▶ _WHAT YOU NEED TO DO_
Return each line of the material that contains the string "rock", copied in full.

▶ _RECORDS TO USE_
◇ ◇ ◇ ◇ ◇ ◇ ◇
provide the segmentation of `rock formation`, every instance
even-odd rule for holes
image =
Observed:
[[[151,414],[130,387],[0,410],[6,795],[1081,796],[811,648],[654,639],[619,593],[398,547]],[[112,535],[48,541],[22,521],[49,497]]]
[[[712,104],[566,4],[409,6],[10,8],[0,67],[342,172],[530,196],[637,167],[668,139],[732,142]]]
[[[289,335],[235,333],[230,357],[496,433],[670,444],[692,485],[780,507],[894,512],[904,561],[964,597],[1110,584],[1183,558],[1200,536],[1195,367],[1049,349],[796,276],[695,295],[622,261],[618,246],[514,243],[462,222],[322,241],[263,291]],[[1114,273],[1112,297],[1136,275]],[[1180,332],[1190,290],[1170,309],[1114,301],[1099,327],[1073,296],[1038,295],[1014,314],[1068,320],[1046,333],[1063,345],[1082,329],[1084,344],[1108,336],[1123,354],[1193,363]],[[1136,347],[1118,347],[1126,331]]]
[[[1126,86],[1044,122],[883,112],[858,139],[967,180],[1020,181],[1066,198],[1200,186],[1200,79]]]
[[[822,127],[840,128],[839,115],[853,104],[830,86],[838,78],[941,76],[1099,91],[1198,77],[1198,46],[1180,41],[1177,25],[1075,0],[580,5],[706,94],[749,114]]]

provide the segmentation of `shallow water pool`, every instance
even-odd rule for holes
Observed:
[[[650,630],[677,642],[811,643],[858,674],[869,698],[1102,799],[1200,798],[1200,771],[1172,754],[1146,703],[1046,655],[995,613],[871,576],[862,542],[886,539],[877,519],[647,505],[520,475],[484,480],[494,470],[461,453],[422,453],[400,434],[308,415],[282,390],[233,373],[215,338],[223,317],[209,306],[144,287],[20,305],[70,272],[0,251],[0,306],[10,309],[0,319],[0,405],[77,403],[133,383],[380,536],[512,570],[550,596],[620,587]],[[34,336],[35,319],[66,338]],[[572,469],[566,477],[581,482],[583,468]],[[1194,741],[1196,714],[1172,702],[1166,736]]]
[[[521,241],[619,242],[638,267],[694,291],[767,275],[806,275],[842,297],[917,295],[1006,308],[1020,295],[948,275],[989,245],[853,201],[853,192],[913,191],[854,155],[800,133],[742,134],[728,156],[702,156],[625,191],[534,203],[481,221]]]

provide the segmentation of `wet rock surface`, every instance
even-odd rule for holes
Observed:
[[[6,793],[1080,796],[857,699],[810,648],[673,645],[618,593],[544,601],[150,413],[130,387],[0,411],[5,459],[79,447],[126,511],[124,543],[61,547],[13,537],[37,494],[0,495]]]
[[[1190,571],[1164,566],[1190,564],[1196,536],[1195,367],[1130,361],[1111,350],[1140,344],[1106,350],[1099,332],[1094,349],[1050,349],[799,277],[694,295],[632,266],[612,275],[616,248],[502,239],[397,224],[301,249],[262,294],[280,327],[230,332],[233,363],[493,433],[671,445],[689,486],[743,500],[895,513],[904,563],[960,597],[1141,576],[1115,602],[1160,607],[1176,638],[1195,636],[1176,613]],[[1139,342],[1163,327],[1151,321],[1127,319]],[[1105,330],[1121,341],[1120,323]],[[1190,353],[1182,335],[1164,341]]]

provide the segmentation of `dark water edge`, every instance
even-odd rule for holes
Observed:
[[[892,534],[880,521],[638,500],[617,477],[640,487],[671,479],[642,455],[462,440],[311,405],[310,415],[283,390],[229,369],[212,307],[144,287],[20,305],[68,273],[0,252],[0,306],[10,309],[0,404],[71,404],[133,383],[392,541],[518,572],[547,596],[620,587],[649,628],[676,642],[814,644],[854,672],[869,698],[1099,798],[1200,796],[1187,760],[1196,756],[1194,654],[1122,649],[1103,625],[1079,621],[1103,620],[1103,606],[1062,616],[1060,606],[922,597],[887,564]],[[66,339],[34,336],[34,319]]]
◇ ◇ ◇ ◇ ◇ ◇ ◇
▶ _RESPONSE_
provide the segmentation of `rock formation`, every instance
provide the segmentation of `wet rock surface`, every instance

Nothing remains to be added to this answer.